- _Document passage_:
= = = = =

Hi guys, I just started learning ES and it is fun to play with the data and try to apply the queries to some special cases.
These days I am trying to build two sorting methods to help return better results:
Max Used Conditions
Min Missing Conditions
I can simply achieve maximum used conditions by
GET test/_search
{
"query": {
"bool": {
"minimum_should_match": 1,
"should": [
{"match": {"tags": {"query": "condition A","fuzziness": "AUTO"}}},
{"match": {"tags": {"query": "condition B","fuzziness": "AUTO"}}},
{"match": {"tags": {"query": "condition C","fuzziness": "AUTO"}}},
...
tags is an Array contain different conditions.
The more tags element matched in a doc, the higher score it will have.
However, when we tried to sort the result with minimum missed conditions:
For example,
I have the following items with tags:
ItemA: [condition A, condition B, condition C]
ItemB: [condition A, condition B, condition D, condition F]
ItemC: [condition A, condition B, condition D, condition E, condition F]
I use [condition A, condition B, condition C, condition E]
ItemA's tags all got matched (3/3) 100%
ItemB's tags (2/4) 50%
ItemC's tags (3/5) 60%
I hope the sorting order to be: ItemA > ItemC > ItemB
I wrote a function script myself, but it ended up with 3 nested for loops and I know it is not practical and it doesn't use ES's advanced searching features... Is there any way that I can return get used conditions and missed conditions Count to help to achieve what I want? Thank you.

= = = = =

- _Supplied records_:
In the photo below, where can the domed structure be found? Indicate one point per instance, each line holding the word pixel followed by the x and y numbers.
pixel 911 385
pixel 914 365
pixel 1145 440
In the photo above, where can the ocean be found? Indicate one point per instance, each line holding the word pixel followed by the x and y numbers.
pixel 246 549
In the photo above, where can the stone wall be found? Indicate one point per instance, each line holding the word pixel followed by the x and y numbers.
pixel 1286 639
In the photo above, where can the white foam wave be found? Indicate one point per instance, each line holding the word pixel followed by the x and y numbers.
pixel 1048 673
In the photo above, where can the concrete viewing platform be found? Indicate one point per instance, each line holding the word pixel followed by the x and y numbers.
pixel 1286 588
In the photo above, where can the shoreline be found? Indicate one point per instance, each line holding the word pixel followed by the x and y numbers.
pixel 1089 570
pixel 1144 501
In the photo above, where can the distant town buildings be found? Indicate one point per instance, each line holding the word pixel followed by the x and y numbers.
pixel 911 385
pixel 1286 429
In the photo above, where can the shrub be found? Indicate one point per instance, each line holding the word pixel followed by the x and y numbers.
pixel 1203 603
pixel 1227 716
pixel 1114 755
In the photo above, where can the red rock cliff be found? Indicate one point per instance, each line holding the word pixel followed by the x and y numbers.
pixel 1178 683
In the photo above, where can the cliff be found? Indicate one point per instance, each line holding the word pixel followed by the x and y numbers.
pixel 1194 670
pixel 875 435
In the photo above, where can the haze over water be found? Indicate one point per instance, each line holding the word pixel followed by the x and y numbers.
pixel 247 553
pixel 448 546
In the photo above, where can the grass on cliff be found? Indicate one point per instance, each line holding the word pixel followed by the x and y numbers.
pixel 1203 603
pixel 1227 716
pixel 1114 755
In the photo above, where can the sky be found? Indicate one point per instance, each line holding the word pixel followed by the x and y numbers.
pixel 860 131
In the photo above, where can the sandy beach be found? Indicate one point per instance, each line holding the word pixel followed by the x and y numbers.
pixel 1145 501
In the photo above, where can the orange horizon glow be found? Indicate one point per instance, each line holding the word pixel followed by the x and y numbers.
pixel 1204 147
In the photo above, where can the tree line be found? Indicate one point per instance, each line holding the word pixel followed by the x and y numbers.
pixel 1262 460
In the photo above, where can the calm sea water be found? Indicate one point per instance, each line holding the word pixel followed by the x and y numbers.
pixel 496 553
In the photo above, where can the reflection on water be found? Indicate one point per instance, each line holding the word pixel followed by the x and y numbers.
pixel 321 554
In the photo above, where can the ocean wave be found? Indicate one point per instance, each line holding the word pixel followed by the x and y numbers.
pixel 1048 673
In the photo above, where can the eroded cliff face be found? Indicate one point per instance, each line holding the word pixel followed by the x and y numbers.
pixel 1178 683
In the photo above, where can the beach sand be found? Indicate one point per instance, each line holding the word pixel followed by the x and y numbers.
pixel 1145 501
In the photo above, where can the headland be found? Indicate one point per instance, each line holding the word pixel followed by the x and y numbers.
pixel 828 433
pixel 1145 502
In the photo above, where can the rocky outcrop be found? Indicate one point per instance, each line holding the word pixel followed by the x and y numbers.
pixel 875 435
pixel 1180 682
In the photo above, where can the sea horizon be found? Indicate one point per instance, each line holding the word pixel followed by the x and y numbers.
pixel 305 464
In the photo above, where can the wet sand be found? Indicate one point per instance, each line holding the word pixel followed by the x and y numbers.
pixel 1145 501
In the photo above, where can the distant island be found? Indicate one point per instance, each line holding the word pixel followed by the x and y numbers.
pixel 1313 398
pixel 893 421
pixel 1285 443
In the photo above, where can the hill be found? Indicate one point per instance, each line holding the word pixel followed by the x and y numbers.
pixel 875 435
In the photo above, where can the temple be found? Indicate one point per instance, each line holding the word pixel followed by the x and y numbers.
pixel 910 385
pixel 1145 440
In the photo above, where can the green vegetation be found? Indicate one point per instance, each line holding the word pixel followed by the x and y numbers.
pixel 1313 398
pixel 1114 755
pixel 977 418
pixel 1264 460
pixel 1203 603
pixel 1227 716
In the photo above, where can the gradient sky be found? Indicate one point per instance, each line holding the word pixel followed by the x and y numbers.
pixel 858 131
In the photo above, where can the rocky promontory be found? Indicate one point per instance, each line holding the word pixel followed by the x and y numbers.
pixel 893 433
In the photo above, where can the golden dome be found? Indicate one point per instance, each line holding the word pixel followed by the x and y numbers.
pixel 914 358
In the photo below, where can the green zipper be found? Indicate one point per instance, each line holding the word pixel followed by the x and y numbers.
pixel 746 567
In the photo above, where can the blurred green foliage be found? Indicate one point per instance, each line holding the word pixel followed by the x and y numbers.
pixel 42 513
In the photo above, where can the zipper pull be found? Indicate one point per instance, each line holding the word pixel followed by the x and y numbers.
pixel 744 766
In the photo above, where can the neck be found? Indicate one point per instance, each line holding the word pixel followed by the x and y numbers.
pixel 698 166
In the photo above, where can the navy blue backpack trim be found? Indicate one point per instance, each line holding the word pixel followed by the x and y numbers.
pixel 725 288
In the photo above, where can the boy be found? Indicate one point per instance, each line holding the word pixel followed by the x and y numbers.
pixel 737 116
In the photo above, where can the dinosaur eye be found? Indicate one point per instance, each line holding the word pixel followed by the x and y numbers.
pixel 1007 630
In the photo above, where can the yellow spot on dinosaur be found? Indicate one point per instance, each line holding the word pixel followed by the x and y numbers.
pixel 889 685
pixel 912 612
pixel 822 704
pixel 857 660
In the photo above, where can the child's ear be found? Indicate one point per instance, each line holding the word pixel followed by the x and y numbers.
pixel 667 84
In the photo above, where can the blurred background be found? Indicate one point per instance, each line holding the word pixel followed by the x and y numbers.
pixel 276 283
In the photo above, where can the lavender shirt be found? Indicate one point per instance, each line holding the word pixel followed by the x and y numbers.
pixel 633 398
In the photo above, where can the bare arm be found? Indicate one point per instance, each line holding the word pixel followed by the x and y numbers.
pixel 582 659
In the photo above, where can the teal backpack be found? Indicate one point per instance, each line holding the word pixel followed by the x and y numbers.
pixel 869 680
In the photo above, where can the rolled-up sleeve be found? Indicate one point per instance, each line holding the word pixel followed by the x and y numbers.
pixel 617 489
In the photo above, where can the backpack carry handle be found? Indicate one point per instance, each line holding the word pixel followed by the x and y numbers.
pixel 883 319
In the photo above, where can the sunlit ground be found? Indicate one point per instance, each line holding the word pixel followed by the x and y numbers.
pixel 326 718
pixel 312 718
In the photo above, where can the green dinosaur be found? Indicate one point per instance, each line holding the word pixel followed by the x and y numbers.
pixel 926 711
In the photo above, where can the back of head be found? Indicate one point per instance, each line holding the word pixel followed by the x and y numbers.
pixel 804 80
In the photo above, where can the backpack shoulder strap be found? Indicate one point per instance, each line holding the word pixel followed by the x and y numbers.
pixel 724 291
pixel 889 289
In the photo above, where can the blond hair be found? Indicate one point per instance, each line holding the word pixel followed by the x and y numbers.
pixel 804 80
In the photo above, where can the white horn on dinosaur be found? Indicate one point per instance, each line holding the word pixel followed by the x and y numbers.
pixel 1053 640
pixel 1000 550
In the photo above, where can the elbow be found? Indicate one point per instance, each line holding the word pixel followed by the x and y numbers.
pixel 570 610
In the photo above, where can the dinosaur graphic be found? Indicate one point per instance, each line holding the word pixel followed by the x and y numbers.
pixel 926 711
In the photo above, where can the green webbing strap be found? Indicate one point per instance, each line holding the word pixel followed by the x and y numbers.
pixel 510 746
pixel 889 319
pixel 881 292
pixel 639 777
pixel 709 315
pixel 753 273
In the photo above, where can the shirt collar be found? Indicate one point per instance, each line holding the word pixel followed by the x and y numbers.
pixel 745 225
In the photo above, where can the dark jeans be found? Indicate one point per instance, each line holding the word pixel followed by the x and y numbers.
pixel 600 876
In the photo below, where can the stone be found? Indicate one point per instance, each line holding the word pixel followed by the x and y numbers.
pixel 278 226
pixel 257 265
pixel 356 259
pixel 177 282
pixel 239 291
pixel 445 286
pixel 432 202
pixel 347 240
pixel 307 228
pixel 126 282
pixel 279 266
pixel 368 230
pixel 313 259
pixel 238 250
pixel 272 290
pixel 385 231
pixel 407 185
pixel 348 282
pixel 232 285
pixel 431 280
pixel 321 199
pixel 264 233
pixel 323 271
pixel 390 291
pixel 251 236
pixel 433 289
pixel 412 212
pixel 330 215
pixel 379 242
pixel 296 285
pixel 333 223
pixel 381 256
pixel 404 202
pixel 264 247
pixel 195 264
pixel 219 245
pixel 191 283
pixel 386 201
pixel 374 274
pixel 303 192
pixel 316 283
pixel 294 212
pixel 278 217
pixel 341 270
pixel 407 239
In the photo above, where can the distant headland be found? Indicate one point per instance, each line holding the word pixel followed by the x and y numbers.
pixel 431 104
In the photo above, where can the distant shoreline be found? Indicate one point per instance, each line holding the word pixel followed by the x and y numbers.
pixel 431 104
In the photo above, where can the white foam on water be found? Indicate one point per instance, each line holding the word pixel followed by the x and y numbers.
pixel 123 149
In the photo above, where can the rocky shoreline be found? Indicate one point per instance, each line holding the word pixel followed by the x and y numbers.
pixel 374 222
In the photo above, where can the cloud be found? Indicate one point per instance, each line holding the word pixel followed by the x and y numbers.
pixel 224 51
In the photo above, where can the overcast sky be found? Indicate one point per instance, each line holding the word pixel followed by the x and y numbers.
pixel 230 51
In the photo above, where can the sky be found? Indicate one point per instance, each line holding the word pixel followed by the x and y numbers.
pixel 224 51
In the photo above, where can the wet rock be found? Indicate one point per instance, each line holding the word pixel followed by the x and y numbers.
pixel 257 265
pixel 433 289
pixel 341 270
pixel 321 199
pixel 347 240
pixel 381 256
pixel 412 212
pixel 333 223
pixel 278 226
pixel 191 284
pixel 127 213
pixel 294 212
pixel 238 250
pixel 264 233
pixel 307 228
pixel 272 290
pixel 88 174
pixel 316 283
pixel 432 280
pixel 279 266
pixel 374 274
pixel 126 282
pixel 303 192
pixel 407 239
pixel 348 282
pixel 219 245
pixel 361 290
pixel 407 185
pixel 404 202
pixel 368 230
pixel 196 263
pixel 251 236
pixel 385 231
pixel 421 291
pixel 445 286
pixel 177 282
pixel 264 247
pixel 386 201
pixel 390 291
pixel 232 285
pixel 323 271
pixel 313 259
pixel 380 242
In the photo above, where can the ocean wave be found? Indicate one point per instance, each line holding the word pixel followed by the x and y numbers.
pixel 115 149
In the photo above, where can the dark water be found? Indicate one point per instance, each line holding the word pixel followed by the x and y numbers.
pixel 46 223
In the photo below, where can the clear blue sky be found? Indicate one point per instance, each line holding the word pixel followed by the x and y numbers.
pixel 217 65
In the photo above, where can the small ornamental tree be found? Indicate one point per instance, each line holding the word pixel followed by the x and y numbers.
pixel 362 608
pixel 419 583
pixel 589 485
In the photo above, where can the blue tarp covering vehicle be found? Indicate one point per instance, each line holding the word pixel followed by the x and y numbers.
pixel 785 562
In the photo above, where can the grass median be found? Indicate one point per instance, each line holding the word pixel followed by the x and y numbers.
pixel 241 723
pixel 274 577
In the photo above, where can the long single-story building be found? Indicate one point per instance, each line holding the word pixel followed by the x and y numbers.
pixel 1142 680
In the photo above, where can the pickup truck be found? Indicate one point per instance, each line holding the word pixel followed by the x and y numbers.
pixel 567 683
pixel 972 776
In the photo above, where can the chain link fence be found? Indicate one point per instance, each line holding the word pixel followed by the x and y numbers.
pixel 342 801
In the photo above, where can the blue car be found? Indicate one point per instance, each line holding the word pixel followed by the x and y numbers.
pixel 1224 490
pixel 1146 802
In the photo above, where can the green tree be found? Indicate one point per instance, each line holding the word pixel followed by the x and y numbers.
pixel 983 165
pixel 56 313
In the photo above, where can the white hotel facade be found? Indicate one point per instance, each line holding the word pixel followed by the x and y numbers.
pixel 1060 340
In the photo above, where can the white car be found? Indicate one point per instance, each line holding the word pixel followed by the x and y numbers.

= = = = =

- _Exercises to complete_:
A. From the Elasticsearch thread, write out the passage between "The more tags" and "want? Thank you.", inclusive.
B. In the Elasticsearch thread, what sorting order does the poster want for ItemA, ItemB, and ItemC?

- _Results of the tasks_:
A.
The more tags element matched in a doc, the higher score it will have.
However, when we tried to sort the result with minimum missed conditions:
For example,
I have the following items with tags:
ItemA: [condition A, condition B, condition C]
ItemB: [condition A, condition B, condition D, condition F]
ItemC: [condition A, condition B, condition D, condition E, condition F]
I use [condition A, condition B, condition C, condition E]
ItemA's tags all got matched (3/3) 100%
ItemB's tags (2/4) 50%
ItemC's tags (3/5) 60%
I hope the sorting order to be: ItemA > ItemC > ItemB
I wrote a function script myself, but it ended up with 3 nested for loops and I know it is not practical and it doesn't use ES's advanced searching features... Is there any way that I can return get used conditions and missed conditions Count to help to achieve what I want? Thank you.

B. ItemA > ItemC > ItemB